→ Work instructions:
Each line from the one containing "of the swimming" to the end of the entries is to be repeated exactly, and no other line.

→ Information:
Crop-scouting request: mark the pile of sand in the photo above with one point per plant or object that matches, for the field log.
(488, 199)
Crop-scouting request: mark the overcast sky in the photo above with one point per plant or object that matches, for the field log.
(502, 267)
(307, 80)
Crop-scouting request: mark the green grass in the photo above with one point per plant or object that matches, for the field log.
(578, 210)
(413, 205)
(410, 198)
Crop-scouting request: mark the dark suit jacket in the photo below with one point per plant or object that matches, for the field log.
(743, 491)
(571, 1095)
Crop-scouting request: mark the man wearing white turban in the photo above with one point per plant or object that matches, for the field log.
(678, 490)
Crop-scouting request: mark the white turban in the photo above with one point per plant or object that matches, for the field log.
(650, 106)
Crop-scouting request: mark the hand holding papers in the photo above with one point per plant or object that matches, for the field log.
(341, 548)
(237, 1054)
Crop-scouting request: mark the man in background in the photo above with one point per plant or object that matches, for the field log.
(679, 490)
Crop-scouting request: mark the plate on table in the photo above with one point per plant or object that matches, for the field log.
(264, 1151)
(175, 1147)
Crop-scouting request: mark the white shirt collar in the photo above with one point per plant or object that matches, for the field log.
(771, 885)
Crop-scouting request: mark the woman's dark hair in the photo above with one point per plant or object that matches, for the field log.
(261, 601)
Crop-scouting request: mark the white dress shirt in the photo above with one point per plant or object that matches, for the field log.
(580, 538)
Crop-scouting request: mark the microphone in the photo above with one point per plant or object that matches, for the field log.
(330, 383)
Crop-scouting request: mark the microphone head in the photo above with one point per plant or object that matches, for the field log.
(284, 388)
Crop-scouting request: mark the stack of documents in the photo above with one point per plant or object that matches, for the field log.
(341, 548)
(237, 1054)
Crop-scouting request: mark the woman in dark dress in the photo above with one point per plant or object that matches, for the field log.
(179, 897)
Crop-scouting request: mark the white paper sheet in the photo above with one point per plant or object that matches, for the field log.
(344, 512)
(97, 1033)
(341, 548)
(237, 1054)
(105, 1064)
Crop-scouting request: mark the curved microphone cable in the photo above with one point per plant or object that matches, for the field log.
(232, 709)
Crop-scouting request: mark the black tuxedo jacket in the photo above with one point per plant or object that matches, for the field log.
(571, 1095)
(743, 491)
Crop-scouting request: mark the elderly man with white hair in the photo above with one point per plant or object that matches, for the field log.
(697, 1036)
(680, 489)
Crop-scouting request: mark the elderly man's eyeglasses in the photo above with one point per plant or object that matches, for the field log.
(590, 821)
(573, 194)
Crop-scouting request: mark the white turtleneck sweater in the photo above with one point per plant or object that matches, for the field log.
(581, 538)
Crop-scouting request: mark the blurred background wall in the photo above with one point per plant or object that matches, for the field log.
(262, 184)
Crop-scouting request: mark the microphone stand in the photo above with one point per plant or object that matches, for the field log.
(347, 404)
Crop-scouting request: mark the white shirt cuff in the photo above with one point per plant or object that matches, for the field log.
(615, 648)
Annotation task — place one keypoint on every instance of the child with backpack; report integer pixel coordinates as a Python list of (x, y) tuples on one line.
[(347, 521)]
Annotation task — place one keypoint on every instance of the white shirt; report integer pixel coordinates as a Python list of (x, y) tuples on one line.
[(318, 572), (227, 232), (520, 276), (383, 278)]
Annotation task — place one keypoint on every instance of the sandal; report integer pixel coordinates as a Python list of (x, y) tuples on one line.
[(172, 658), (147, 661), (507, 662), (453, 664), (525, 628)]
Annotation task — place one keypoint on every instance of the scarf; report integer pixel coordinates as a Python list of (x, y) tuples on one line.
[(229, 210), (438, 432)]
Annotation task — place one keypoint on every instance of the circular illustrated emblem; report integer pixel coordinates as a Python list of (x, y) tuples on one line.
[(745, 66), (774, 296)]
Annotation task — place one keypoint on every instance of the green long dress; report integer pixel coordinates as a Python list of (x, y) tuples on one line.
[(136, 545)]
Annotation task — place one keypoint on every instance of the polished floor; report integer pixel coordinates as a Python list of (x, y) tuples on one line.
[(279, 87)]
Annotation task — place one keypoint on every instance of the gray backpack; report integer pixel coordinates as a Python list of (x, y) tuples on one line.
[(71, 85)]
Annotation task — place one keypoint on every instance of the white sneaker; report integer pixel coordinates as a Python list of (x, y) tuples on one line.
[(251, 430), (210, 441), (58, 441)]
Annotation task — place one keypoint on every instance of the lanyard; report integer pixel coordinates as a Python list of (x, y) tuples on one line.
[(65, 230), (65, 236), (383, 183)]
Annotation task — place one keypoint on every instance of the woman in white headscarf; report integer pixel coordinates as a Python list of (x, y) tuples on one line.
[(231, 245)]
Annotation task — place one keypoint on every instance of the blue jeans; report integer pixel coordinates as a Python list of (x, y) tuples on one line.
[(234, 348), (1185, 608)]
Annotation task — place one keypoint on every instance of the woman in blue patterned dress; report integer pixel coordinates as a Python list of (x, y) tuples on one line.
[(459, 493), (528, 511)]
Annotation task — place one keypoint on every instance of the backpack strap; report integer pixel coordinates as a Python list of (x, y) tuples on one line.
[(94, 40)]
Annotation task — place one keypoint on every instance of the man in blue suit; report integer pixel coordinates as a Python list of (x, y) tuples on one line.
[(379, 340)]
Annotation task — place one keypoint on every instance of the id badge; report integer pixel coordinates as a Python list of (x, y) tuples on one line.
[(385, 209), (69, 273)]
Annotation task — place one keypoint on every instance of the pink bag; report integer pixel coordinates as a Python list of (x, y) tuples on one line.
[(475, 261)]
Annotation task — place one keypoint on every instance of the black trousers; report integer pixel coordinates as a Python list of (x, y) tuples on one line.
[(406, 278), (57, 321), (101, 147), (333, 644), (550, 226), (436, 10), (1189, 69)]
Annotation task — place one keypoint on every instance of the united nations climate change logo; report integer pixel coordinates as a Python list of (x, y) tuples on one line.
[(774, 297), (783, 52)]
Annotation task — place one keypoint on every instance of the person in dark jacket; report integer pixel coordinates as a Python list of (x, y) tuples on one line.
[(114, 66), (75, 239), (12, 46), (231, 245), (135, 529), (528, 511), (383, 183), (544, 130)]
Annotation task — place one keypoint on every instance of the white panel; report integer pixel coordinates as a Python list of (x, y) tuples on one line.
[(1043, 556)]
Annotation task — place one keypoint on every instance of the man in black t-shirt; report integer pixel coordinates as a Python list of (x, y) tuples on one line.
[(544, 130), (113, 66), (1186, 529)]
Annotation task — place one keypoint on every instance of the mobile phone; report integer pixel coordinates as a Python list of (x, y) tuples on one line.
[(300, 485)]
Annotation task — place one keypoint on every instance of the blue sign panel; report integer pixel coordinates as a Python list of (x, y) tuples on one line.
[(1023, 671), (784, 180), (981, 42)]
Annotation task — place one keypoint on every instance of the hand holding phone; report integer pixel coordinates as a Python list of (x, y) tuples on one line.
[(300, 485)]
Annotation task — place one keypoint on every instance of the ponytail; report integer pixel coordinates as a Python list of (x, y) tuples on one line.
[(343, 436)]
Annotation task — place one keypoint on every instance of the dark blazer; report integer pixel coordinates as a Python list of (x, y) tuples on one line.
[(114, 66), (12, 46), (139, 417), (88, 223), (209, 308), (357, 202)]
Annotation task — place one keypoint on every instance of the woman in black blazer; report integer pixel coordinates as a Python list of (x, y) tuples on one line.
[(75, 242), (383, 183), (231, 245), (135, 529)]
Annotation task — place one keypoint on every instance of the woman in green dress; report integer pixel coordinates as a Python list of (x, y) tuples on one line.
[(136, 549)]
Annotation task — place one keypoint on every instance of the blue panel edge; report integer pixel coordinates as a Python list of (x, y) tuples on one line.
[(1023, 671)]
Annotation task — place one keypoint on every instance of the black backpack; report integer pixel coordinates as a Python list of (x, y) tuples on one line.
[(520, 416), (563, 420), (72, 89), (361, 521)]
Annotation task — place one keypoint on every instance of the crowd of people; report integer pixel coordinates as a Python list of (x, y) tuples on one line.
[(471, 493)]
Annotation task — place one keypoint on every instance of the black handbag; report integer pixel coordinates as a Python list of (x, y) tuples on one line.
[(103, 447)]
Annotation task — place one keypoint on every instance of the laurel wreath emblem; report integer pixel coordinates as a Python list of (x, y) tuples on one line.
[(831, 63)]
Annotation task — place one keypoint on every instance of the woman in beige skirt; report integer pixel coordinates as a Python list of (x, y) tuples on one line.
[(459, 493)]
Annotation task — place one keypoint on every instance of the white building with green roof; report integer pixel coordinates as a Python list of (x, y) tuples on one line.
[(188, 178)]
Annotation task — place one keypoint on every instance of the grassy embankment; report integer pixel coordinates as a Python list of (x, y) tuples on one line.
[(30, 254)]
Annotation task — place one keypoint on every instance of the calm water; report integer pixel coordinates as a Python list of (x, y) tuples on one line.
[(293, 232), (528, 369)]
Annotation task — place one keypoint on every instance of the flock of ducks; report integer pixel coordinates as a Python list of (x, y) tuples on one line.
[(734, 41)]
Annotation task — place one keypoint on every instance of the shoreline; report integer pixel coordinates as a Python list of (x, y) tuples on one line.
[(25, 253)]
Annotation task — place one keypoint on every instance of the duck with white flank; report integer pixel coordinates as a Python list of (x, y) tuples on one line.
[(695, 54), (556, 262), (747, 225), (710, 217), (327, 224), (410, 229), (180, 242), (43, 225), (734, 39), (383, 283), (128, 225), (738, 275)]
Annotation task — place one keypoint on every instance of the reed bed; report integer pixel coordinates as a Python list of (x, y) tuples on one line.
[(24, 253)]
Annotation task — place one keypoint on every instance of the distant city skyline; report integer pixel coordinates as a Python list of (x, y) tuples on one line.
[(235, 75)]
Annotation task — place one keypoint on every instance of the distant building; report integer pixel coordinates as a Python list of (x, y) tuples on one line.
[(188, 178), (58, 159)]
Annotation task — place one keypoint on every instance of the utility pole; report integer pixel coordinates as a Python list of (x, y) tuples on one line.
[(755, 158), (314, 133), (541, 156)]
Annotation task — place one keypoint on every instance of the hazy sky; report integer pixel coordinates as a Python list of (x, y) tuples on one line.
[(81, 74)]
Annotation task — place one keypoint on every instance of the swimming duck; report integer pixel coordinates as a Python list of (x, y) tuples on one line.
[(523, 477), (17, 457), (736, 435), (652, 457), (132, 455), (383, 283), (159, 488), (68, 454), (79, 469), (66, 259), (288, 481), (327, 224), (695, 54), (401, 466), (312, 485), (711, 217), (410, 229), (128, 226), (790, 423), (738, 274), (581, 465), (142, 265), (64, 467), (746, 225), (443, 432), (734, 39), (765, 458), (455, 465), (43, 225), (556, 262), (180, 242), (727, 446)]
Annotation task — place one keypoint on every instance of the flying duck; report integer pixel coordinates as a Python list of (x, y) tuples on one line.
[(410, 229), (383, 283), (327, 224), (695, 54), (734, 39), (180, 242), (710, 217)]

→ Response to this exercise:
Annotation task — place one keypoint on every instance of the swimming duck; report integer pixel coordinates as a Python list of (x, y) tuples on one line.
[(523, 477), (17, 457), (736, 435), (652, 457), (132, 455), (383, 283), (159, 488), (68, 454), (79, 469), (66, 259), (288, 481), (327, 224), (695, 54), (401, 466), (312, 485), (711, 217), (410, 229), (128, 226), (790, 423), (738, 274), (581, 465), (142, 265), (64, 467), (746, 225), (443, 432), (734, 39), (765, 458), (455, 465), (43, 225), (556, 262), (180, 242), (727, 446)]
Annotation task — place one keypoint on every instance of the flying duck; report integer pixel coordinates as a Python list of (x, y) tuples on one line.
[(410, 229), (383, 283), (327, 224), (695, 54), (734, 39), (180, 242), (710, 217)]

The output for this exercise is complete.